_SET EXERCISE_. Copy out the episode list for PB&J Otter in full, without any changes.

= List of PB&J Otter episodes =

The following is a list of episodes of the animated series PB&J Otter, which was broadcast on Playhouse Disney from March 14, 1998, to October 23, 2000.

Throughout its run, PB&J Otter produced a total of 65 half-hour episodes (124 segments) across three seasons.

==Series overview==

| Season | Segments | Episodes |  | Originally released |  |
| First released | Last released |
| 1 | 26 | 13 |  | March 14, 1998 | May 17, 1998 |
| 2 | 50 | 26 |  | May 1, 1999 | March 1, 2000 |
| 3 | 48 | 26 |  | March 26, 2000 | October 23, 2000 |

==Episodes==
Every episode consists of at least one or more songs (with the exception of "A Sledding We Will Go" and "Dare Duck"), as well as an interstitial "Noodle Dance" for each problem to solve.

Note: Every episode was directed by Jeff Buckland.

===Season 1 (1998)===

No. overall: No. in season; Title; Written by; Storyboarded by; Original release date; Prod. code
1: 1; "Bye, Bye PB&J"; Jeff Kindley; Barking Bullfrog Cartoon Co.; March 14, 1998; 001
"Babbleberry Day": Jim Caswell
A huge misunderstanding leads to everyone in Lake Hoohaw thinking that PB&J are moving away. When Ernest can't pick babbleberries for Opal's babbleberry turnovers to sell at his store, PB&J volunteer to pick them.
2: 2; "The Treasure of Hoohaw Rock"; Jeff Buckland; Liz Rathke Bakunovich; March 21, 1998; 002
"A Sledding We Will Go": Heather L. Heath; Dick Codor
Mayor Jeff takes PB&J on a treasure hunt to find his lost toys that he hid from his sister. PB&J try to find a sled after realizing that they don't have one.

_DATA EXCERPT_.
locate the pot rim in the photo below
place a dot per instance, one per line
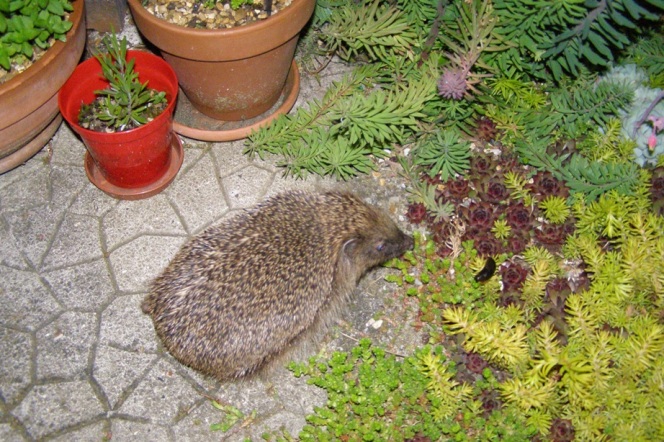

_SOLVED EXERCISE_.
= List of PB&J Otter episodes =

The following is a list of episodes of the animated series PB&J Otter, which was broadcast on Playhouse Disney from March 14, 1998, to October 23, 2000.

Throughout its run, PB&J Otter produced a total of 65 half-hour episodes (124 segments) across three seasons.

==Series overview==

| Season | Segments | Episodes |  | Originally released |  |
| First released | Last released |
| 1 | 26 | 13 |  | March 14, 1998 | May 17, 1998 |
| 2 | 50 | 26 |  | May 1, 1999 | March 1, 2000 |
| 3 | 48 | 26 |  | March 26, 2000 | October 23, 2000 |

==Episodes==
Every episode consists of at least one or more songs (with the exception of "A Sledding We Will Go" and "Dare Duck"), as well as an interstitial "Noodle Dance" for each problem to solve.

Note: Every episode was directed by Jeff Buckland.

===Season 1 (1998)===

No. overall: No. in season; Title; Written by; Storyboarded by; Original release date; Prod. code
1: 1; "Bye, Bye PB&J"; Jeff Kindley; Barking Bullfrog Cartoon Co.; March 14, 1998; 001
"Babbleberry Day": Jim Caswell
A huge misunderstanding leads to everyone in Lake Hoohaw thinking that PB&J are moving away. When Ernest can't pick babbleberries for Opal's babbleberry turnovers to sell at his store, PB&J volunteer to pick them.
2: 2; "The Treasure of Hoohaw Rock"; Jeff Buckland; Liz Rathke Bakunovich; March 21, 1998; 002
"A Sledding We Will Go": Heather L. Heath; Dick Codor
Mayor Jeff takes PB&J on a treasure hunt to find his lost toys that he hid from his sister. PB&J try to find a sled after realizing that they don't have one.